- GOAL OF THE EXERCISE:
Every record shown here needs to be repeated exactly.

*** DATASET EXTRACT ***

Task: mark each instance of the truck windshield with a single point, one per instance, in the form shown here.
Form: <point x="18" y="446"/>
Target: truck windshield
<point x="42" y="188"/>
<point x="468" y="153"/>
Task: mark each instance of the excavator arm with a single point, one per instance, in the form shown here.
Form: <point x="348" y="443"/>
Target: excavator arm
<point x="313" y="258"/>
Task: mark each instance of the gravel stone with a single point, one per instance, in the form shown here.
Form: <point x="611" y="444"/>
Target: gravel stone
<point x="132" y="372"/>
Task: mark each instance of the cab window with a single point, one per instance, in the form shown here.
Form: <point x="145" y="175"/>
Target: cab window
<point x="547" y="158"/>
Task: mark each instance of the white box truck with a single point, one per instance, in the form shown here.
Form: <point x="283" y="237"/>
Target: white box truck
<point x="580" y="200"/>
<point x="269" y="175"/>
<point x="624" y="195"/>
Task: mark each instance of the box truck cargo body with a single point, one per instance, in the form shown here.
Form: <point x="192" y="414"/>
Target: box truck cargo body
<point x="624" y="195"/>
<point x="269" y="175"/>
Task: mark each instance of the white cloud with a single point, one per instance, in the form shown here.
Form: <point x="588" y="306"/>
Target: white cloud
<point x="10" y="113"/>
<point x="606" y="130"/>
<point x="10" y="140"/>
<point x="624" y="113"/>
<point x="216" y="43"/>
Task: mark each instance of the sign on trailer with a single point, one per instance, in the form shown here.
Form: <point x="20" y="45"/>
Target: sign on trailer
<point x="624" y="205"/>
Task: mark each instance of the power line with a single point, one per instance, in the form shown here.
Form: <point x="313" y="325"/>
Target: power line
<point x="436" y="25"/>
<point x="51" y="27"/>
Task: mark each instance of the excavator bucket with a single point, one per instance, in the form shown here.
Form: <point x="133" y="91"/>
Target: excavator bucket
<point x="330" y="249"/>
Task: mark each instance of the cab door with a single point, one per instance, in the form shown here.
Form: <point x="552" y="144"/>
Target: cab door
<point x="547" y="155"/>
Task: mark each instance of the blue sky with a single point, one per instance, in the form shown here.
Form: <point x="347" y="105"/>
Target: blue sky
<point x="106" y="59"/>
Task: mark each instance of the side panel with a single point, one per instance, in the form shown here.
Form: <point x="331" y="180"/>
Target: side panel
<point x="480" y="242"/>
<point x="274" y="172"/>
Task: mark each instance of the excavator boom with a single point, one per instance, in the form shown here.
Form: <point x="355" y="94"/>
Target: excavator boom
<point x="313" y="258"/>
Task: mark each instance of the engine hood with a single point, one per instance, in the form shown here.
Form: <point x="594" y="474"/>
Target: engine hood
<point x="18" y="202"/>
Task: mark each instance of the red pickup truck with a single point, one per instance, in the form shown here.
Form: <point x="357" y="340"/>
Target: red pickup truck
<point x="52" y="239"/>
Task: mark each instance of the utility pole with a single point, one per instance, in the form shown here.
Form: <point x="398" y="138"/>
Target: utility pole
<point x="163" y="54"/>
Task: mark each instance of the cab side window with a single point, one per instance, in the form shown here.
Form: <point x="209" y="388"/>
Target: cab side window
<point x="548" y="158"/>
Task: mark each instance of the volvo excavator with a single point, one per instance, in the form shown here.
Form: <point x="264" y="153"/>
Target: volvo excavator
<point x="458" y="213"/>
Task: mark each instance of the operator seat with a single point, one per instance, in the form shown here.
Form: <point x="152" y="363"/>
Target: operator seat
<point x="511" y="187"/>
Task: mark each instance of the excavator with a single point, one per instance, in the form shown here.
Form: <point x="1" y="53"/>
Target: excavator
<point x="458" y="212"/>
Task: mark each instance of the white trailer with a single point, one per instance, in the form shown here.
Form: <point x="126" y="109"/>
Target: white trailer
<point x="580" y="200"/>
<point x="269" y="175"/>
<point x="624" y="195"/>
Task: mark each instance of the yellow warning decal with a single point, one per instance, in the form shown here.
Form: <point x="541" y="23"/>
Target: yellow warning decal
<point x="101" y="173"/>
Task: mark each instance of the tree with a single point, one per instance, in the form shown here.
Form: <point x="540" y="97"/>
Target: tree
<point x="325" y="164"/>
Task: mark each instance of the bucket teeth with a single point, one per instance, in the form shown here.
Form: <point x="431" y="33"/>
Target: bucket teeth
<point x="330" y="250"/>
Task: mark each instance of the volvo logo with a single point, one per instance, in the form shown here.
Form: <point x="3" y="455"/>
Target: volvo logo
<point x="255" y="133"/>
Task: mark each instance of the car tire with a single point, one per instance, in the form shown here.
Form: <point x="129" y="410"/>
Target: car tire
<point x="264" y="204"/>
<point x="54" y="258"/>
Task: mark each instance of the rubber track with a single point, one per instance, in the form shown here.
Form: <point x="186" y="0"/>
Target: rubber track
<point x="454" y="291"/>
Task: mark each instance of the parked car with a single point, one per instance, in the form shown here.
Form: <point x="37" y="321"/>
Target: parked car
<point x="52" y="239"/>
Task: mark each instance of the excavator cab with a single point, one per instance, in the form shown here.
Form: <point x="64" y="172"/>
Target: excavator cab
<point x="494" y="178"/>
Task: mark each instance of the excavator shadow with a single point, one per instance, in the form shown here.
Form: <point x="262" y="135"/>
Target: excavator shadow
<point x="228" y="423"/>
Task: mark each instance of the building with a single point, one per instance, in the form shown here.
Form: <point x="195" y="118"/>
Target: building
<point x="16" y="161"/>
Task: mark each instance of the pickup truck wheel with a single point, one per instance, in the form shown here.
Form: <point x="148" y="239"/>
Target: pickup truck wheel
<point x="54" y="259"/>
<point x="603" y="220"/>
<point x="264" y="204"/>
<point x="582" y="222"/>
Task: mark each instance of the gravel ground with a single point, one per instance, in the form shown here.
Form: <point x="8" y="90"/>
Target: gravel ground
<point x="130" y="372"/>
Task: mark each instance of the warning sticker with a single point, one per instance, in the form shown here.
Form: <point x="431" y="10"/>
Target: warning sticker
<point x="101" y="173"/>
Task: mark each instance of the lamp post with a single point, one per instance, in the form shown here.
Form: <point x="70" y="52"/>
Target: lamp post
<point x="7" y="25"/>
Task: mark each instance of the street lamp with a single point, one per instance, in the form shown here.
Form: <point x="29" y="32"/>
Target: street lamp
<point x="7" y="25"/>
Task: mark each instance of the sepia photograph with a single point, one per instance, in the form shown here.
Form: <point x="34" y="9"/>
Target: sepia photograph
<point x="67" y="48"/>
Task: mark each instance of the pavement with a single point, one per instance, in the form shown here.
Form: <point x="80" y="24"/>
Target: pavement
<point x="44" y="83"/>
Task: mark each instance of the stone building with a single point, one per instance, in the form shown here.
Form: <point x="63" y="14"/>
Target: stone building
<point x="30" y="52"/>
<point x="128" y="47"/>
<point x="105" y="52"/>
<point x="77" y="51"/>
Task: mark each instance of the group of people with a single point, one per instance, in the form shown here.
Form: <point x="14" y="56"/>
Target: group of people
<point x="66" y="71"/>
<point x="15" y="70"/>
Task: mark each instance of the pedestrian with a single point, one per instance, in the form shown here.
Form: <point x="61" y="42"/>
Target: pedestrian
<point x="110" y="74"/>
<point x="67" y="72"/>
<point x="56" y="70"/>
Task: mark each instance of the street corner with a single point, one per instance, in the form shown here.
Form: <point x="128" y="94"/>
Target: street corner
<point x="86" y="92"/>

*** End of DATASET EXTRACT ***

- REPLY:
Task: mark each instance of the truck windshield with a single point, one per instance, in the form shown here.
Form: <point x="18" y="446"/>
Target: truck windshield
<point x="42" y="188"/>
<point x="468" y="153"/>
Task: mark each instance of the excavator arm with a single point, one per instance, in the form shown here.
Form: <point x="348" y="443"/>
Target: excavator arm
<point x="313" y="258"/>
Task: mark each instance of the gravel stone with a single point, one per instance, in the form shown here.
Form: <point x="611" y="444"/>
Target: gravel stone
<point x="132" y="372"/>
Task: mark each instance of the cab window with a single point, one per instance, in the form shown here.
Form: <point x="145" y="175"/>
Target: cab window
<point x="547" y="158"/>
Task: mark each instance of the white box truck with a single point, one per instance, in the form shown here.
Form: <point x="283" y="237"/>
Target: white box truck
<point x="580" y="200"/>
<point x="269" y="175"/>
<point x="624" y="195"/>
Task: mark each instance of the box truck cargo body with a single point, one per instance, in the form shown here.
Form: <point x="192" y="414"/>
Target: box truck cargo body
<point x="624" y="195"/>
<point x="269" y="175"/>
Task: mark each instance of the white cloud with a single point, one per instance, in the form shown here.
Form: <point x="588" y="306"/>
Target: white cloud
<point x="10" y="113"/>
<point x="606" y="130"/>
<point x="10" y="140"/>
<point x="624" y="113"/>
<point x="216" y="43"/>
Task: mark each instance of the sign on trailer with a single point, one per instance, in the form shown here.
Form: <point x="20" y="45"/>
Target: sign on trailer
<point x="624" y="205"/>
Task: mark each instance of the power line with a single point, one per instance, in the form shown here.
Form: <point x="313" y="325"/>
Target: power line
<point x="436" y="25"/>
<point x="51" y="27"/>
Task: mark each instance of the excavator bucket with a single point, one per instance, in the form shown here.
Form: <point x="133" y="91"/>
Target: excavator bucket
<point x="330" y="249"/>
Task: mark each instance of the cab door with a single point, one per instance, in the form shown here.
Form: <point x="552" y="144"/>
Target: cab door
<point x="547" y="155"/>
Task: mark each instance of the blue sky with a single point, one per instance, in the form shown here.
Form: <point x="347" y="105"/>
Target: blue sky
<point x="106" y="59"/>
Task: mark each instance of the side panel with a single point, one per instance, in the form shown here.
Form: <point x="331" y="180"/>
Target: side panel
<point x="480" y="242"/>
<point x="274" y="172"/>
Task: mark each instance of the excavator boom with a single point, one per instance, in the form shown here.
Form: <point x="355" y="94"/>
Target: excavator boom
<point x="313" y="258"/>
Task: mark each instance of the engine hood with a single point, one per instance, in the form shown here.
Form: <point x="594" y="474"/>
Target: engine hood
<point x="18" y="202"/>
Task: mark each instance of the red pickup truck with a single point, one per instance, in the form shown here.
Form: <point x="357" y="340"/>
Target: red pickup truck
<point x="52" y="239"/>
Task: mark each instance of the utility pole with a single point, one per instance, in the form shown here.
Form: <point x="398" y="138"/>
Target: utility pole
<point x="163" y="54"/>
Task: mark each instance of the cab side window with a single point, one per instance, in the form shown here.
Form: <point x="209" y="388"/>
Target: cab side window
<point x="548" y="158"/>
Task: mark each instance of the volvo excavator with a single point, one per instance, in the form shown here.
Form: <point x="264" y="153"/>
Target: volvo excavator
<point x="458" y="213"/>
Task: mark each instance of the operator seat with a single point, one per instance, in the form shown here.
Form: <point x="152" y="363"/>
Target: operator seat
<point x="511" y="187"/>
Task: mark each instance of the excavator with a single point, one per instance, in the form shown here.
Form: <point x="1" y="53"/>
Target: excavator
<point x="458" y="212"/>
Task: mark each instance of the white trailer with a single point, one per instance, in the form shown here.
Form: <point x="126" y="109"/>
Target: white trailer
<point x="580" y="200"/>
<point x="269" y="175"/>
<point x="624" y="195"/>
Task: mark each instance of the yellow warning decal with a single point, one per instance, in the form shown here.
Form: <point x="541" y="23"/>
Target: yellow warning decal
<point x="101" y="173"/>
Task: mark each instance of the tree with a single point, one per instance, in the form shown here.
Form: <point x="540" y="97"/>
Target: tree
<point x="325" y="164"/>
Task: mark each instance of the bucket teeth with a single point, one per instance, in the form shown here.
Form: <point x="431" y="33"/>
Target: bucket teeth
<point x="330" y="250"/>
Task: mark each instance of the volvo logo with a single point, one per instance, in the form shown here.
Form: <point x="3" y="455"/>
Target: volvo logo
<point x="255" y="133"/>
Task: mark each instance of the car tire with a single point, one per instance, in the form shown here.
Form: <point x="129" y="410"/>
Target: car tire
<point x="264" y="204"/>
<point x="54" y="258"/>
Task: mark each instance of the rubber track with a single point, one per instance, in the form shown here.
Form: <point x="186" y="0"/>
Target: rubber track
<point x="454" y="291"/>
Task: mark each instance of the parked car with a single point, one per instance, in the form shown here.
Form: <point x="37" y="321"/>
Target: parked car
<point x="52" y="239"/>
Task: mark each instance of the excavator cab with a single point, one per instance, in the form shown here.
Form: <point x="64" y="172"/>
Target: excavator cab
<point x="494" y="178"/>
Task: mark each instance of the excavator shadow with a single point, one per instance, in the form shown here.
Form: <point x="262" y="135"/>
Target: excavator shadow
<point x="228" y="423"/>
Task: mark each instance of the building with a single point, one per instance, in the form shown here.
Form: <point x="195" y="118"/>
Target: building
<point x="16" y="161"/>
Task: mark each instance of the pickup truck wheel with a single point, one per instance, in the form shown here.
Form: <point x="148" y="239"/>
Target: pickup truck wheel
<point x="54" y="259"/>
<point x="603" y="220"/>
<point x="264" y="204"/>
<point x="582" y="222"/>
Task: mark each instance of the gravel ground with a single point, one per instance, in the form shown here.
Form: <point x="8" y="90"/>
Target: gravel ground
<point x="130" y="372"/>
Task: mark each instance of the warning sticker with a single point, one per instance, in the form shown here.
Form: <point x="431" y="10"/>
Target: warning sticker
<point x="101" y="173"/>
Task: mark each instance of the lamp post with a single point, one per instance, in the form shown here.
Form: <point x="70" y="52"/>
Target: lamp post
<point x="7" y="25"/>
Task: mark each instance of the street lamp with a single point, one per instance, in the form shown here.
Form: <point x="29" y="32"/>
Target: street lamp
<point x="7" y="25"/>
Task: mark each instance of the sepia photograph with a single point, one per instance, in the form shown here.
Form: <point x="34" y="9"/>
Target: sepia photograph
<point x="67" y="48"/>
Task: mark each instance of the pavement with a single point, one per instance, in the form shown here.
Form: <point x="80" y="24"/>
Target: pavement
<point x="44" y="83"/>
Task: mark each instance of the stone building with a single point, one per instance, in the form shown here.
Form: <point x="63" y="14"/>
Target: stone building
<point x="30" y="52"/>
<point x="128" y="47"/>
<point x="105" y="52"/>
<point x="77" y="51"/>
Task: mark each instance of the group of people with a single point, one per instance, in the form shown here.
Form: <point x="14" y="56"/>
Target: group of people
<point x="66" y="71"/>
<point x="15" y="70"/>
Task: mark each instance of the pedestrian with a single point, one per instance, in the form shown here.
Form: <point x="61" y="42"/>
Target: pedestrian
<point x="110" y="74"/>
<point x="67" y="72"/>
<point x="56" y="70"/>
Task: mark each instance of the street corner with a single point, one per instance, in the form shown here.
Form: <point x="128" y="94"/>
Target: street corner
<point x="86" y="92"/>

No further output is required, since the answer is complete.